**** Texte source

Mon chauffeur d'hier a repris la route après m'avoir déposé dans le centre de Barcelone. C'est une ville moderne mais très riche du point de vue architectural. Je me rends maintenant compte qu’avouer ici n’y avoir passé qu’une journée va me valoir des lettres incendiaires ! Je revois Monica, l'amie espagnole que j'ai appelée hier, puis je vais prendre un peu de repos dans une AJ où l’on parle français. Je pense que je retournerai dès demain user le goudron vers le sud, mais pour le moment, je me promène dans le centre. Au pied de la cathédrale joue une jeune guitariste qui interprète les grands « succès » du répertoire classique espagnol. « Recuerdos de la Barcelona » ...

********
**** Extraits de données

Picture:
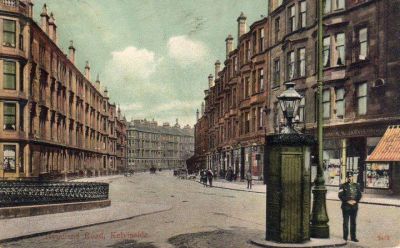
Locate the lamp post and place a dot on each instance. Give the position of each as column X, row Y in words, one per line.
column 289, row 101
column 288, row 178
column 319, row 217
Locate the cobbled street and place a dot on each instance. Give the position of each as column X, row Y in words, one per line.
column 203, row 217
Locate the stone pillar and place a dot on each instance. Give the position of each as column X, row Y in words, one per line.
column 288, row 187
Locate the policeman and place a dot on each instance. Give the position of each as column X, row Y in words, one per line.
column 350, row 195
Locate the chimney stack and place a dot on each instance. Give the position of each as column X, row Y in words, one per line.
column 241, row 25
column 30, row 8
column 44, row 19
column 52, row 28
column 210, row 81
column 87, row 70
column 71, row 49
column 229, row 45
column 97, row 85
column 217, row 68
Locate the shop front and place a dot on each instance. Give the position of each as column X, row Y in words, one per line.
column 383, row 164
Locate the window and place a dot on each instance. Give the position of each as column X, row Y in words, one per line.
column 261, row 41
column 260, row 118
column 333, row 5
column 290, row 65
column 248, row 54
column 340, row 49
column 21, row 38
column 338, row 4
column 291, row 18
column 254, row 121
column 10, row 116
column 9, row 33
column 327, row 6
column 246, row 122
column 9, row 155
column 277, row 72
column 261, row 79
column 246, row 87
column 276, row 30
column 327, row 51
column 362, row 99
column 253, row 85
column 326, row 103
column 302, row 62
column 303, row 14
column 339, row 102
column 363, row 43
column 9, row 72
column 301, row 109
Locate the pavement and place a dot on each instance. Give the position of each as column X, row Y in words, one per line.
column 17, row 228
column 332, row 194
column 199, row 217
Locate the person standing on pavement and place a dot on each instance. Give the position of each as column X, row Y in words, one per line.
column 350, row 195
column 249, row 179
column 210, row 176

********

Consigne: Rédigez la suite du récit de voyage à Barcelone en reprenant immédiatement après sa dernière phrase.

Réponse finale:
Mercredi 20 octobre 1999

Finalement, l’AJ n’est pas l’endroit recommandable que j’avais cru de prime abord : le petit déjeuner doit être pris entre sept et neuf heures trente précises. Pas après, surtout ! Il est à peine trente-cinq quand je me présente dans la cuisine : trop tard, un point c’est tout ! Les jeunes sont en train de ranger les ustensiles, les ingrédients, et on me dirige vers le distributeur de boissons si j’ai envie de prendre un café ou un chocolat. Ah ! c’est ça une auberge de jeunesse, où l’on est toujours prêt à accueillir le voyageur, à l’aider... ? La deuxième surprise de la journée me vient du service de blanchisserie proposé. Ou bien l’on met à ma disposition une bassine et j’ai mes mains pour laver mon linge, ou bien je débourse près de dix euros pour utiliser une machine. Vous avez certainement relu deux fois la somme indiquée. Moi je l’ai fait trois fois car les prix étaient en pesetas et je devais faire la conversion en francs ! Eh bien, j’ai fait travailler mes petites mains...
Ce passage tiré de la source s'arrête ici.